**Reading passage**:
Healio: Changes in Devices, Procedures Major Driver of Improvement in TAVR Outcomes
Changes in devices and procedural care were the biggest factor in improvements in short-term outcomes for patients undergoing transcatheter aortic valve replacement, researchers reported at TCT 2022.
Changes in patient comorbidities, due to TAVR becoming more widely available to lower-risk patients over time, were a major factor in improvements in long-term mortality after TAVR, but changes in devices and procedural care were also a factor, according to an analysis of the Society of Thoracic Surgeons/American College of Cardiology Transcatheter Valve Therapies registry.
“We believe that our findings emphasize the importance of device iterations and non-device procedural factors to short-term mortality and complications of TAVR, and maybe have important implications for future device innovation, particularly as we move to the treatment of other forms of valvular heart disease,” Suzanne V. Arnold, MD, MHA, professor of medicine at the University of Missouri-Kansas City School of Medicine and clinical scholar at Saint Luke’s Mid-America Heart Institute, said at a press conference.
Arnold and colleagues analyzed 161,196 patients included in the TVT registry who underwent TAVR at 596 U.S. hospitals between 2011 and 2018 to determine the contribution of changes in patient risk and procedure improvements to improved TAVR outcomes over time.

**Listed entries**:
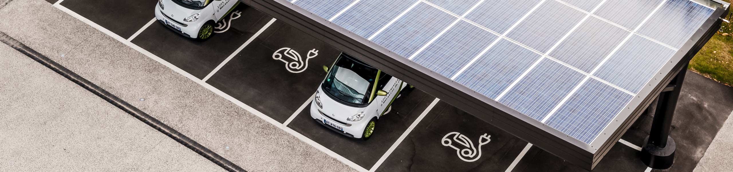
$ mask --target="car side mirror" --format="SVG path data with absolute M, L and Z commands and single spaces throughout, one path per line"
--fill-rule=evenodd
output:
M 384 90 L 378 90 L 377 91 L 377 96 L 387 96 L 387 92 Z

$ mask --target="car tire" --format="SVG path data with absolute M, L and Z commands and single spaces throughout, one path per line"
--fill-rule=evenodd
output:
M 377 118 L 372 118 L 372 120 L 366 123 L 366 126 L 364 127 L 364 132 L 361 134 L 361 140 L 366 140 L 374 136 L 375 126 L 377 124 Z
M 196 39 L 199 41 L 207 40 L 211 38 L 213 34 L 214 22 L 210 21 L 201 26 L 201 29 L 199 29 L 199 33 L 196 34 Z

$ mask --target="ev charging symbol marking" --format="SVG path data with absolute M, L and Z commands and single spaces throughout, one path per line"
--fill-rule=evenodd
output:
M 453 137 L 449 139 L 448 137 L 451 135 L 453 135 Z M 479 160 L 479 158 L 481 158 L 482 146 L 489 143 L 489 142 L 491 141 L 491 139 L 489 137 L 491 137 L 491 136 L 488 134 L 484 134 L 479 137 L 479 146 L 476 148 L 476 146 L 474 146 L 474 143 L 471 142 L 471 140 L 468 140 L 468 137 L 465 137 L 465 135 L 459 132 L 451 132 L 443 137 L 443 139 L 441 140 L 441 143 L 443 143 L 443 146 L 455 149 L 456 154 L 458 154 L 458 158 L 460 158 L 461 160 L 465 162 L 474 162 Z M 454 144 L 454 143 L 457 144 Z M 454 145 L 461 146 L 463 148 L 458 148 Z M 478 151 L 476 149 L 478 149 Z M 478 153 L 478 154 L 476 154 L 476 153 Z
M 283 58 L 284 55 L 287 57 L 287 58 Z M 287 69 L 288 71 L 301 73 L 306 71 L 306 68 L 308 68 L 308 60 L 316 57 L 317 55 L 318 50 L 312 49 L 308 51 L 308 56 L 303 60 L 301 57 L 301 54 L 292 50 L 292 49 L 285 47 L 275 51 L 275 53 L 273 54 L 273 59 L 279 60 L 285 62 L 285 69 Z
M 235 15 L 237 15 L 237 16 L 235 17 L 234 16 Z M 221 20 L 221 23 L 216 24 L 217 26 L 214 27 L 214 29 L 217 30 L 214 30 L 214 33 L 223 33 L 224 32 L 226 32 L 227 30 L 229 30 L 229 27 L 232 27 L 232 20 L 239 18 L 239 17 L 241 16 L 242 16 L 242 12 L 240 12 L 238 10 L 232 12 L 232 14 L 229 15 L 229 21 L 227 21 L 226 19 L 224 19 Z M 226 29 L 224 29 L 225 27 Z

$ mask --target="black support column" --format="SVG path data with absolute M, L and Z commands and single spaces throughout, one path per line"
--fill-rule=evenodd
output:
M 652 129 L 647 144 L 639 153 L 641 161 L 652 168 L 667 169 L 674 162 L 674 151 L 677 145 L 674 143 L 674 140 L 669 136 L 669 132 L 672 126 L 674 110 L 679 98 L 679 92 L 682 90 L 682 82 L 685 81 L 685 75 L 687 73 L 687 65 L 685 64 L 682 68 L 677 76 L 662 90 L 657 98 Z M 652 110 L 652 107 L 649 107 L 648 110 Z

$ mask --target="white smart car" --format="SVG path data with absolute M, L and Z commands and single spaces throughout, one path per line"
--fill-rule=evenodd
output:
M 237 0 L 158 0 L 155 18 L 179 34 L 204 40 L 237 4 Z
M 369 139 L 380 117 L 408 86 L 402 80 L 341 54 L 311 103 L 311 118 L 345 135 Z

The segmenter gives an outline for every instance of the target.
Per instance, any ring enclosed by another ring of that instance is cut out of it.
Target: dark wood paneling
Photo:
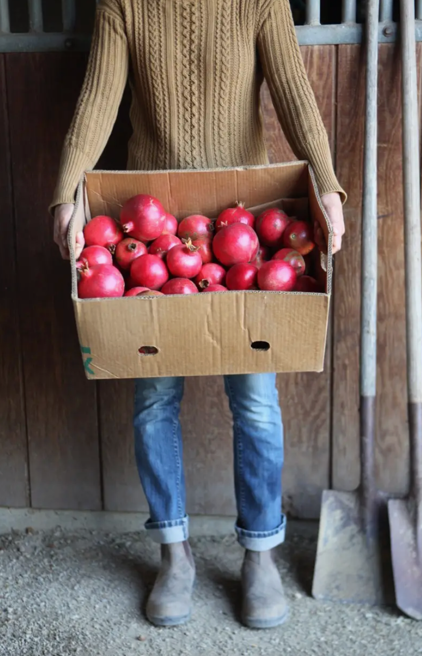
[[[335,136],[336,58],[333,46],[304,47],[302,54],[331,149]],[[264,115],[272,161],[295,159],[283,136],[268,89],[263,90]],[[324,372],[279,377],[285,430],[283,474],[285,510],[296,517],[319,516],[322,491],[329,486],[331,335]]]
[[[5,56],[0,54],[0,505],[29,504]]]
[[[85,71],[74,53],[6,56],[32,505],[101,507],[95,386],[85,379],[70,267],[47,207]]]

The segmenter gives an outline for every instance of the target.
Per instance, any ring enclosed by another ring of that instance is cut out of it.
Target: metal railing
[[[61,0],[62,31],[60,32],[45,31],[42,0],[28,0],[30,29],[23,33],[11,31],[9,7],[14,1],[0,0],[0,52],[85,51],[89,49],[89,35],[75,31],[75,0]],[[341,0],[341,9],[340,24],[322,25],[321,0],[306,0],[305,24],[297,26],[296,28],[301,45],[360,43],[362,40],[363,28],[356,21],[356,0]],[[380,43],[394,41],[397,37],[397,25],[393,22],[392,17],[393,0],[381,0],[378,34]],[[416,0],[416,39],[421,41],[422,0]]]

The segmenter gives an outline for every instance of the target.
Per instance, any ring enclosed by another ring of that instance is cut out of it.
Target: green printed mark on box
[[[84,356],[91,356],[91,348],[88,346],[81,346],[81,350]],[[85,371],[89,373],[90,376],[95,376],[95,371],[91,368],[91,363],[93,361],[92,358],[84,358],[83,359],[83,366],[85,367]]]

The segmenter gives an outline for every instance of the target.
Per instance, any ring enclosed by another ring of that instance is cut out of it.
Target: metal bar
[[[341,5],[341,22],[356,23],[356,0],[343,0]]]
[[[366,115],[362,221],[362,308],[360,336],[360,394],[377,392],[377,88],[379,0],[368,3],[366,22]]]
[[[321,20],[320,0],[307,0],[306,24],[319,25]]]
[[[0,32],[10,32],[9,0],[0,0]]]
[[[62,0],[62,21],[64,32],[73,32],[76,23],[75,0]]]
[[[379,20],[383,22],[392,20],[393,0],[381,0],[379,3]]]
[[[43,31],[42,0],[28,0],[30,30],[32,32]]]

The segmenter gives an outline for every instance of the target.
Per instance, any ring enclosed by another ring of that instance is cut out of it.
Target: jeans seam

**What you will do**: List every number that appears in the TAVR outcomes article, including years.

**The completed task**: 2022, 161,196, 596, 2011, 2018